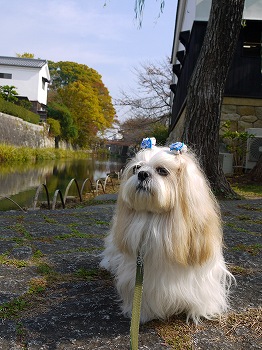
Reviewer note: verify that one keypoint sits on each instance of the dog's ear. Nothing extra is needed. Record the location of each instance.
(197, 234)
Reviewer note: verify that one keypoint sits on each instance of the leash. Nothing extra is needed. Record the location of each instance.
(136, 308)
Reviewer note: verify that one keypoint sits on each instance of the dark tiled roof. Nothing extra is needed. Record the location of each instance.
(22, 62)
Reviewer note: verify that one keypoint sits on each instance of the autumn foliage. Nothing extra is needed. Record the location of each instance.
(79, 90)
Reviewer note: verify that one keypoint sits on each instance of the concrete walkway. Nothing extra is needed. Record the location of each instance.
(54, 296)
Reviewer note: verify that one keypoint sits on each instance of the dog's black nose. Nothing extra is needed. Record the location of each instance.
(143, 175)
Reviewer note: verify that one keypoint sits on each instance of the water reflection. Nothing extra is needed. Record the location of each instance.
(20, 181)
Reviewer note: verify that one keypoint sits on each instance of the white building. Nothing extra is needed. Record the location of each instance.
(30, 78)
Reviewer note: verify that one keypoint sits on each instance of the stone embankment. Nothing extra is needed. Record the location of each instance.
(54, 296)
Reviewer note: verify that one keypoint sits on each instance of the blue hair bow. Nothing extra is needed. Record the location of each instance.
(148, 142)
(178, 147)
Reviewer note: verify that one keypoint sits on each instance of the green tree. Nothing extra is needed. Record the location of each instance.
(206, 87)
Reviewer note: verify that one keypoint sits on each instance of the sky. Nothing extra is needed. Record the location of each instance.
(102, 34)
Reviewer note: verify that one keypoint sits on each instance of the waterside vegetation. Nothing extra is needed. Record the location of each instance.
(10, 153)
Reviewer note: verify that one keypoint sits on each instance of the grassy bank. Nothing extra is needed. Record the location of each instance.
(9, 153)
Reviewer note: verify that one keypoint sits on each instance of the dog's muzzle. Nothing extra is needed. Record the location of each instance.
(144, 178)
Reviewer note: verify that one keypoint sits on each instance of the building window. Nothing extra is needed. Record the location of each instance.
(43, 83)
(5, 75)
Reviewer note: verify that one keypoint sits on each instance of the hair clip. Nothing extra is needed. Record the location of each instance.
(178, 148)
(148, 142)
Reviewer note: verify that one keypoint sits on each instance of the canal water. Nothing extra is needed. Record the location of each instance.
(19, 182)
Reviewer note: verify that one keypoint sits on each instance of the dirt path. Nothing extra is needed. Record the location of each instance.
(54, 296)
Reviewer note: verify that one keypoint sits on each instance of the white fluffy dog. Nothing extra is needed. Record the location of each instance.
(167, 214)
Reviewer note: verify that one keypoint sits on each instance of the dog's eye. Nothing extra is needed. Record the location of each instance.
(162, 171)
(135, 168)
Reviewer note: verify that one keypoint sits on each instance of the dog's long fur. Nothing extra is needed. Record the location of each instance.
(167, 213)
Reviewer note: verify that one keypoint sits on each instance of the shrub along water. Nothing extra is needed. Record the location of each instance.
(18, 111)
(9, 153)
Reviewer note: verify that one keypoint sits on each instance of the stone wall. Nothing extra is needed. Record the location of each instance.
(15, 131)
(242, 113)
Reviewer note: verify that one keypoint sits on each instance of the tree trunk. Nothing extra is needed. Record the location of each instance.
(256, 173)
(206, 88)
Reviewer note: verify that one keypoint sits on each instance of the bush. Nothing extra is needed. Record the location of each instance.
(55, 129)
(17, 111)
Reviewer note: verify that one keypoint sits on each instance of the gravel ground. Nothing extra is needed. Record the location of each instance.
(54, 296)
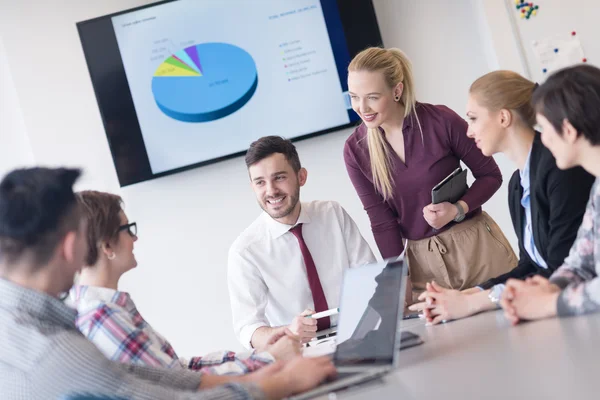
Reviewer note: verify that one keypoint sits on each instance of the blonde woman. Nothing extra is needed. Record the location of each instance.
(546, 203)
(397, 155)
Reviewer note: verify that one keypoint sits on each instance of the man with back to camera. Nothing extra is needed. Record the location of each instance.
(289, 262)
(43, 355)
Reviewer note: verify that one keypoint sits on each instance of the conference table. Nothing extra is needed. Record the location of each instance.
(484, 357)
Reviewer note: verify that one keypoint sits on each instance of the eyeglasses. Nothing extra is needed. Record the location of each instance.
(131, 229)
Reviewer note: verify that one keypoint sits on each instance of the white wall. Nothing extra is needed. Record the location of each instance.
(15, 149)
(188, 220)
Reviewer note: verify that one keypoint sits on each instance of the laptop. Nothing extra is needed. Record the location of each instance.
(367, 343)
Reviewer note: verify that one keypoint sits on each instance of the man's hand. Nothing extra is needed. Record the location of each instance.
(534, 298)
(439, 215)
(304, 328)
(284, 345)
(297, 376)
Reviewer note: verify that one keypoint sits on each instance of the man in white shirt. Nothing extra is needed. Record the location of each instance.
(290, 260)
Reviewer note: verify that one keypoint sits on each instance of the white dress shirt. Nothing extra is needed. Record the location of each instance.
(268, 283)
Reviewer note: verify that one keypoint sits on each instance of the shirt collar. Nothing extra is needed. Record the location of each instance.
(525, 172)
(105, 295)
(39, 305)
(277, 229)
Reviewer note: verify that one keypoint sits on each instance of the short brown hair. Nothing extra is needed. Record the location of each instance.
(269, 145)
(573, 94)
(101, 211)
(508, 90)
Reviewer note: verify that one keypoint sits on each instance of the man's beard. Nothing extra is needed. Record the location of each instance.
(286, 211)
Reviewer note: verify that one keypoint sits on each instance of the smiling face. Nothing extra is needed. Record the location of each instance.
(122, 247)
(485, 127)
(277, 187)
(372, 99)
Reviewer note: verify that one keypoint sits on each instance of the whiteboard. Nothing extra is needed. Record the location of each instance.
(558, 19)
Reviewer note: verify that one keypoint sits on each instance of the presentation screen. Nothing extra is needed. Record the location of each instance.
(185, 83)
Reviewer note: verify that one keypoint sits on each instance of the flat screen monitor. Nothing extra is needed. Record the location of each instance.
(186, 83)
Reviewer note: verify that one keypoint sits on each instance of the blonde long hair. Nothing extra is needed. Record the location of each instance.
(396, 68)
(507, 90)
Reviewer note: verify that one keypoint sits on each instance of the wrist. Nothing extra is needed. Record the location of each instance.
(551, 304)
(461, 211)
(480, 301)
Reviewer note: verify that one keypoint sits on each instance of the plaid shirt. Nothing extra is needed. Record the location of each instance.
(43, 356)
(110, 320)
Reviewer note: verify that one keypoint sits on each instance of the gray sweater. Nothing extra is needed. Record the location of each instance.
(43, 356)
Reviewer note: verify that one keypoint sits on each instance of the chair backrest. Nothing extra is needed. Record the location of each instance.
(90, 397)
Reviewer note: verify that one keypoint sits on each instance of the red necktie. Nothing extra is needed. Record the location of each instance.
(313, 279)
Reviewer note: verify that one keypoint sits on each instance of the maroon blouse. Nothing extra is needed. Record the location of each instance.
(427, 162)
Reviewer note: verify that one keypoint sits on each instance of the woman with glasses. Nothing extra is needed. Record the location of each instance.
(109, 318)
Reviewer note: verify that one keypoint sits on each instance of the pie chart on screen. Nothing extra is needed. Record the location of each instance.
(205, 82)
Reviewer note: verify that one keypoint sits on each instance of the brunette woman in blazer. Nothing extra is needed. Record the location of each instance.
(546, 203)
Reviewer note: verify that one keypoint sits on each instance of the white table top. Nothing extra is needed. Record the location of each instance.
(483, 357)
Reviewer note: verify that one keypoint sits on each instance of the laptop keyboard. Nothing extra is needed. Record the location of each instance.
(342, 375)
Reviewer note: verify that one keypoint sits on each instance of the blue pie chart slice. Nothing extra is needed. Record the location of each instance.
(221, 79)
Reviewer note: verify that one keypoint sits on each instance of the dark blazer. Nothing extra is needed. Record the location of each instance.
(558, 201)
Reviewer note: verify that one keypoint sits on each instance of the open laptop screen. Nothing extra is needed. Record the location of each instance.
(371, 309)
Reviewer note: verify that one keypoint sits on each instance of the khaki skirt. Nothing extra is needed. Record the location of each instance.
(461, 257)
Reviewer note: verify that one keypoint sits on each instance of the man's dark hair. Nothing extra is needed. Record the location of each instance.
(269, 145)
(572, 94)
(37, 209)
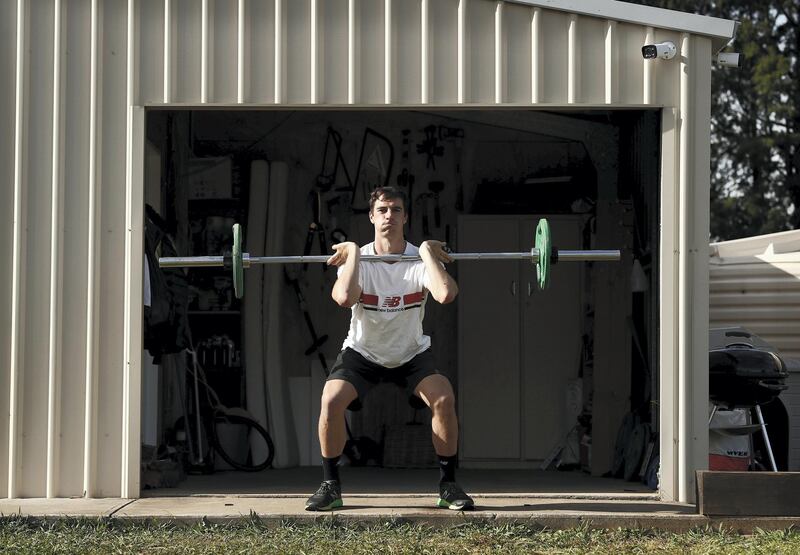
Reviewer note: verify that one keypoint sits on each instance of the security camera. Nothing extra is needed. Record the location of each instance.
(663, 50)
(730, 59)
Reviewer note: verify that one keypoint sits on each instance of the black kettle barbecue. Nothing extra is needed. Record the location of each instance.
(744, 370)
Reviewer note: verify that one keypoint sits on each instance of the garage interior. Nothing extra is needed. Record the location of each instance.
(557, 390)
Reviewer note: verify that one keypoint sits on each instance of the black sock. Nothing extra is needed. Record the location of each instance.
(330, 468)
(447, 468)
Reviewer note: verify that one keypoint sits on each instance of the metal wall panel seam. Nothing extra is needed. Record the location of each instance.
(424, 63)
(240, 33)
(536, 66)
(499, 75)
(387, 51)
(167, 50)
(314, 54)
(648, 70)
(126, 439)
(19, 251)
(134, 238)
(462, 39)
(572, 59)
(668, 320)
(204, 52)
(54, 328)
(351, 52)
(89, 450)
(684, 329)
(278, 52)
(611, 62)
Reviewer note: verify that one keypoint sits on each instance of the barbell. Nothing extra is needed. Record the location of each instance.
(542, 254)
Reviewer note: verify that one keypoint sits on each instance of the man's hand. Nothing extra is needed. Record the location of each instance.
(436, 249)
(343, 252)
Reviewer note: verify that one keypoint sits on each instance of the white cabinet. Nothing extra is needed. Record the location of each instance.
(518, 346)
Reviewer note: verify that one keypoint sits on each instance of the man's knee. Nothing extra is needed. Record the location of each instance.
(336, 396)
(443, 403)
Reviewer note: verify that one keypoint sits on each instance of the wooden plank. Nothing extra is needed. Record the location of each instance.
(748, 493)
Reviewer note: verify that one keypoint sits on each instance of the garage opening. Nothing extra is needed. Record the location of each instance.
(556, 389)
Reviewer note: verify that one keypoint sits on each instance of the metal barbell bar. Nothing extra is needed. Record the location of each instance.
(542, 254)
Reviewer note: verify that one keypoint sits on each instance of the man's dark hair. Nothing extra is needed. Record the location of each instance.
(388, 193)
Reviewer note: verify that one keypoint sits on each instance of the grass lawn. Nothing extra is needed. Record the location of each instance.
(31, 535)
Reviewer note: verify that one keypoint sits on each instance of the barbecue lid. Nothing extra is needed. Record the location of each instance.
(722, 338)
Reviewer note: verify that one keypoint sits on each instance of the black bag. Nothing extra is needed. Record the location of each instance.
(166, 324)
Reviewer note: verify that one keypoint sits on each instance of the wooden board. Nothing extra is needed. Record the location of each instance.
(748, 493)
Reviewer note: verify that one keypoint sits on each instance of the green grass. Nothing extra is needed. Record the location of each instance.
(31, 535)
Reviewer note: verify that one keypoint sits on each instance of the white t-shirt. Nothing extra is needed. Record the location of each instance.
(386, 322)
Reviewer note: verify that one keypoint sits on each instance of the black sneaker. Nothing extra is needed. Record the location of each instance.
(451, 496)
(328, 496)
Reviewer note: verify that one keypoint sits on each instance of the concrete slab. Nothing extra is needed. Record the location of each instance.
(539, 512)
(553, 513)
(62, 507)
(369, 480)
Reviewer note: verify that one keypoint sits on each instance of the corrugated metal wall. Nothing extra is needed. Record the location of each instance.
(70, 270)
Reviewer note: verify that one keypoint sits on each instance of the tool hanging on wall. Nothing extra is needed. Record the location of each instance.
(326, 180)
(456, 134)
(431, 147)
(436, 187)
(374, 168)
(405, 179)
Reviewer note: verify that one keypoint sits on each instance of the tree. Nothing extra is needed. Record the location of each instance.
(755, 118)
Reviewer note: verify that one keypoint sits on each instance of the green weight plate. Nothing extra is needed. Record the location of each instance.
(545, 247)
(238, 266)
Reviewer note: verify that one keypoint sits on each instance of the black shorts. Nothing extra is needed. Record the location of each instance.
(364, 374)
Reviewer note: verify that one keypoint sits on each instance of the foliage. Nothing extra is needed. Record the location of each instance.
(755, 118)
(29, 535)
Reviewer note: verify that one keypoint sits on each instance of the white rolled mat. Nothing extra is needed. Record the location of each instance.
(275, 293)
(252, 303)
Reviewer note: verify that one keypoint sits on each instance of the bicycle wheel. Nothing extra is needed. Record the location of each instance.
(242, 442)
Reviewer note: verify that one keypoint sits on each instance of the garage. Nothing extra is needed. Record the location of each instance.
(492, 115)
(480, 180)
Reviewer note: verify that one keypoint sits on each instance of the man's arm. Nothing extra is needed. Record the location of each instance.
(346, 291)
(443, 287)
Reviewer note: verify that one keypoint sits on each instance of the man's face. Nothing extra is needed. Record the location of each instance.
(388, 216)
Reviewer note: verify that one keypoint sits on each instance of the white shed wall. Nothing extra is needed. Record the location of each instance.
(755, 283)
(71, 156)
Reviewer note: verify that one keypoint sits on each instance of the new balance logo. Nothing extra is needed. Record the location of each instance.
(391, 302)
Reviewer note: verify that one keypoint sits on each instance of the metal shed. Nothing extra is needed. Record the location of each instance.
(78, 77)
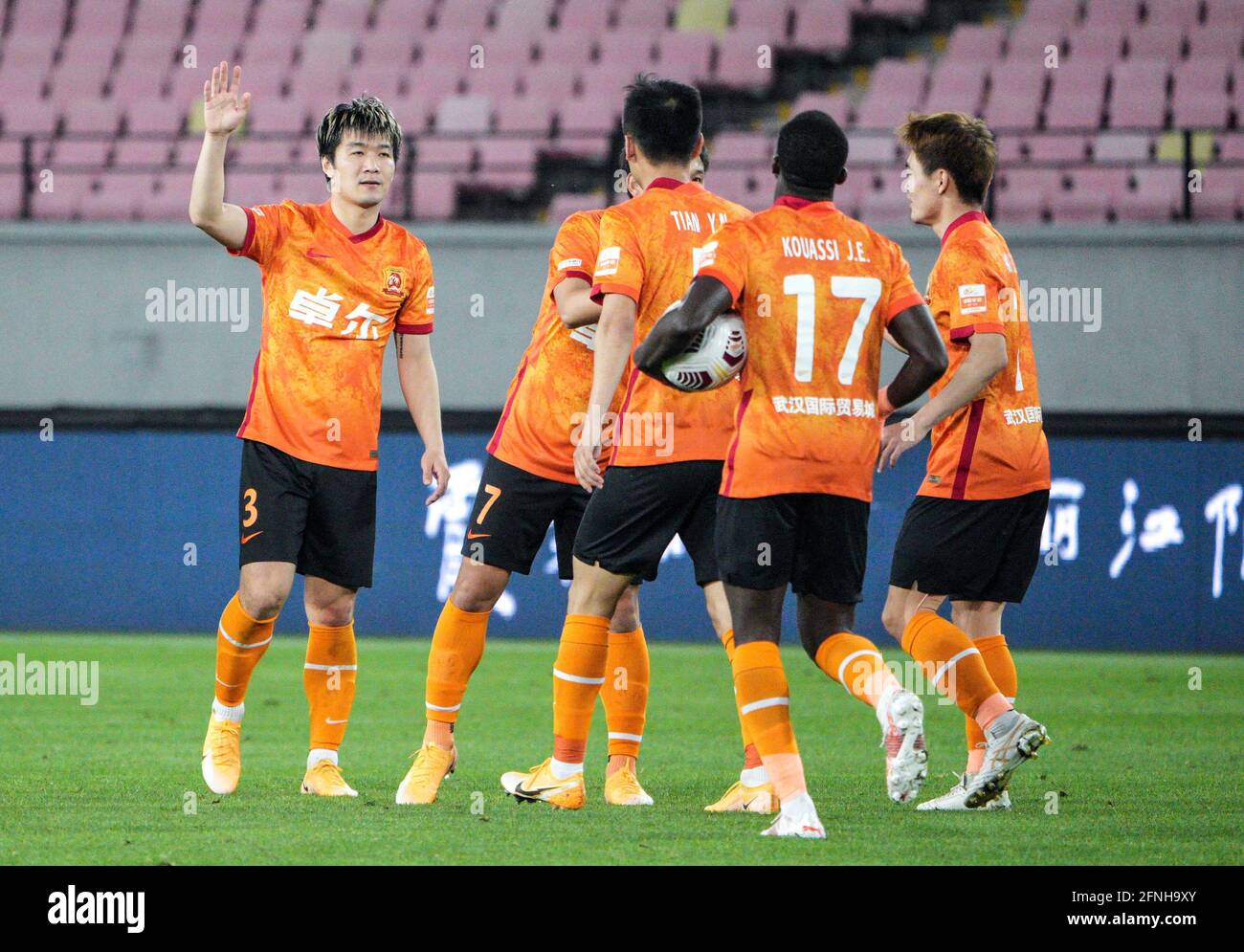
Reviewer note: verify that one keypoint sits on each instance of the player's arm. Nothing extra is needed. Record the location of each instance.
(915, 332)
(224, 107)
(421, 388)
(614, 334)
(986, 359)
(575, 305)
(704, 301)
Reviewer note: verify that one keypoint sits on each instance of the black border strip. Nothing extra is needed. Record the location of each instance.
(1170, 425)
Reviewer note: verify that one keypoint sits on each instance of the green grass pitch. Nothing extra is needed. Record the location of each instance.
(1144, 769)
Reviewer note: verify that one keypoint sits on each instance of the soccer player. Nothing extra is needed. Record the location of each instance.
(667, 447)
(973, 534)
(815, 290)
(339, 281)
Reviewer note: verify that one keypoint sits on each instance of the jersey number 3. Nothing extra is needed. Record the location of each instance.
(867, 290)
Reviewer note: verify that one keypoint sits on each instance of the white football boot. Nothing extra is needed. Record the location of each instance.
(902, 722)
(956, 798)
(797, 818)
(1011, 740)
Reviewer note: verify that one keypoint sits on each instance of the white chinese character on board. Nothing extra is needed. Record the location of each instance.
(1161, 529)
(1061, 529)
(318, 309)
(1223, 512)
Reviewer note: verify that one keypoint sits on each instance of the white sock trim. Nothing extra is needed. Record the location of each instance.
(224, 712)
(763, 703)
(953, 661)
(241, 645)
(320, 753)
(576, 678)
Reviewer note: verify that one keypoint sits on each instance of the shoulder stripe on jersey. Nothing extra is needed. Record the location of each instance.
(969, 447)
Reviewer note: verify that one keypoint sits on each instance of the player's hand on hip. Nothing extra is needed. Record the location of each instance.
(435, 468)
(588, 471)
(224, 104)
(896, 439)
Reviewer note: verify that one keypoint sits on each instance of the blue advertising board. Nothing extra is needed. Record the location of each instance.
(136, 530)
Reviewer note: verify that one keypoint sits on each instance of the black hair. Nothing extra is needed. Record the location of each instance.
(663, 117)
(812, 152)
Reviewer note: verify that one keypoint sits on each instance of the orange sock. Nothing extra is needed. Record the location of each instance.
(577, 675)
(328, 681)
(954, 665)
(625, 692)
(1002, 669)
(750, 756)
(855, 662)
(764, 704)
(456, 647)
(240, 644)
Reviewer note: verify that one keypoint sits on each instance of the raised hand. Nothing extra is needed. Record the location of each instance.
(224, 106)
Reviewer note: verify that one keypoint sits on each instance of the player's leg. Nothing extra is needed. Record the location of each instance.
(763, 698)
(625, 698)
(272, 512)
(328, 677)
(509, 520)
(336, 558)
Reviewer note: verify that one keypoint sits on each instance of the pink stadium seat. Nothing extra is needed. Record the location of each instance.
(1122, 147)
(1015, 95)
(1101, 42)
(685, 57)
(975, 44)
(1139, 96)
(1155, 41)
(824, 28)
(1156, 195)
(1201, 94)
(1077, 95)
(833, 103)
(1056, 147)
(957, 86)
(895, 87)
(434, 197)
(739, 62)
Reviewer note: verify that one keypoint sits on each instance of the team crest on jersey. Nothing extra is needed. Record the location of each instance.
(394, 281)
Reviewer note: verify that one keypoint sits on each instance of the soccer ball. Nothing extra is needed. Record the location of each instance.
(714, 357)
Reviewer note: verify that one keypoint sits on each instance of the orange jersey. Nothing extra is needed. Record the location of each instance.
(554, 381)
(650, 252)
(331, 300)
(994, 447)
(816, 290)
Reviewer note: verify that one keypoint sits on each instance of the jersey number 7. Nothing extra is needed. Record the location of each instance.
(867, 290)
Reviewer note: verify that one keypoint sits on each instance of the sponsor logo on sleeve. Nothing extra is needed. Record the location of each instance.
(971, 299)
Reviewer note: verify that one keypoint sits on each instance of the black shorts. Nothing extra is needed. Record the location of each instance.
(631, 520)
(320, 518)
(511, 516)
(812, 542)
(970, 549)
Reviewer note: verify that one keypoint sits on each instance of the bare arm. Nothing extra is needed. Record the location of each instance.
(575, 305)
(705, 299)
(986, 359)
(224, 107)
(422, 392)
(614, 334)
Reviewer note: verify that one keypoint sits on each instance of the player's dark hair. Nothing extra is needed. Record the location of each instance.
(811, 152)
(663, 117)
(366, 116)
(957, 142)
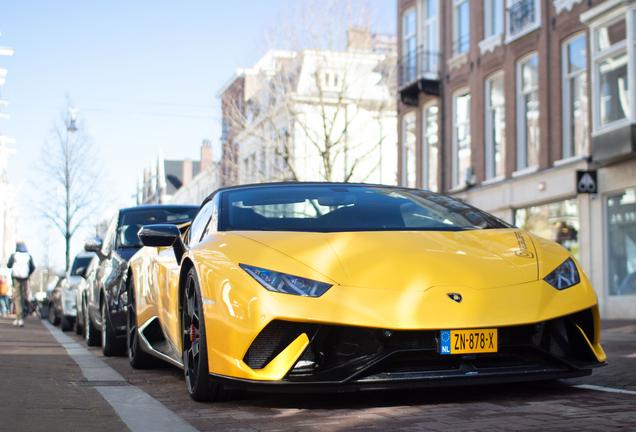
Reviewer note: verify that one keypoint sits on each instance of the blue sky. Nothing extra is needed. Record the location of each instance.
(143, 74)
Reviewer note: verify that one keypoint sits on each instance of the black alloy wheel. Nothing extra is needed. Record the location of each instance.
(195, 355)
(65, 323)
(110, 345)
(138, 359)
(53, 318)
(91, 333)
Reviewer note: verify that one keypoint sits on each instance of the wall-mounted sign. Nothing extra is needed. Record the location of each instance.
(586, 182)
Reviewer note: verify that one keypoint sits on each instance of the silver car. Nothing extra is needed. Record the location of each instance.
(63, 302)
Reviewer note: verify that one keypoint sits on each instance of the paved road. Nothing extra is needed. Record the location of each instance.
(36, 394)
(550, 407)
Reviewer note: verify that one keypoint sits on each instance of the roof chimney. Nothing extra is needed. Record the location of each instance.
(359, 39)
(187, 171)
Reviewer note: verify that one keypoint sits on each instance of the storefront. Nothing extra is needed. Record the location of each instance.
(621, 242)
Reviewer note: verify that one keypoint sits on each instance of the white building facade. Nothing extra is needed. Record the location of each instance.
(314, 116)
(7, 190)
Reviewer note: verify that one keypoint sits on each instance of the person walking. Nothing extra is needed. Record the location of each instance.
(22, 266)
(4, 296)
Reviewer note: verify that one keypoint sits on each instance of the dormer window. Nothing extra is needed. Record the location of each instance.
(523, 17)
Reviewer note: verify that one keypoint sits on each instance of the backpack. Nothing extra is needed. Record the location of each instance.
(21, 265)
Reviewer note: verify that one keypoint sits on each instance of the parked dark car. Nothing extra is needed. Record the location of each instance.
(57, 297)
(80, 294)
(105, 297)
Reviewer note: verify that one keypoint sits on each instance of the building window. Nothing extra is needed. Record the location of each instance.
(557, 221)
(495, 127)
(611, 64)
(431, 138)
(409, 40)
(621, 220)
(524, 16)
(431, 33)
(575, 100)
(461, 26)
(528, 112)
(461, 138)
(493, 18)
(409, 139)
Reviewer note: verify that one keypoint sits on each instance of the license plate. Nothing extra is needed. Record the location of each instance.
(468, 341)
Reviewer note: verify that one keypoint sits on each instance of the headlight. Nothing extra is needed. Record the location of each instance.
(285, 283)
(565, 275)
----
◆ **REQUIRED WORK**: Output the line containing "of the roof" and all lines after it to the end of the records, exactly as given.

◆ **RESULT OF THE TASK**:
Reviewer note: verify that one keypoint sits on each instance of the roof chimney. Nothing extra is needed. Record the location of each instance.
(359, 39)
(187, 171)
Reviewer note: verify that one keypoint sits on each instance of the storefront. Nothing extra is needed. Record the location of each instance.
(621, 242)
Reviewer note: verify that one keypoint sits on each instance of the white building facade. Nothing extra is needed. Record the location of each instance.
(314, 116)
(7, 190)
Reviewer note: verify that one keypoint sits on each instance of the person walking. Nothing extra is needed. Record the location of each instance.
(22, 266)
(4, 296)
Reviewer note: verify that one keypoint sits on each instance of the dormer window. Nothing extra is needed. Record the location of each instance.
(523, 17)
Reviewer note: verify that one keypoint sits on each instance of the backpack. Nothing extra is needed. Record the location of each instance.
(21, 265)
Reviewer note: verify that one keypoint sits on each instance of the parked dark car. Nothing extra is needed. Record the location of each instance.
(57, 297)
(80, 294)
(105, 297)
Reviewer note: verify that one keypoint sits on each instance of the building window. Nothing extra is needed. Record the location of each instance.
(557, 221)
(495, 127)
(611, 64)
(431, 138)
(409, 40)
(621, 220)
(524, 16)
(431, 33)
(575, 100)
(461, 26)
(528, 112)
(461, 138)
(493, 18)
(409, 139)
Reviewer note: verify that one keypoint sits on each instance of the license plate. Nothing extra is needed. Record the location of each instance.
(468, 341)
Reviewer note: verify that one keypoint sits on each instance of the headlight. Nothing extra is needed. Record the location of each instance.
(285, 283)
(565, 275)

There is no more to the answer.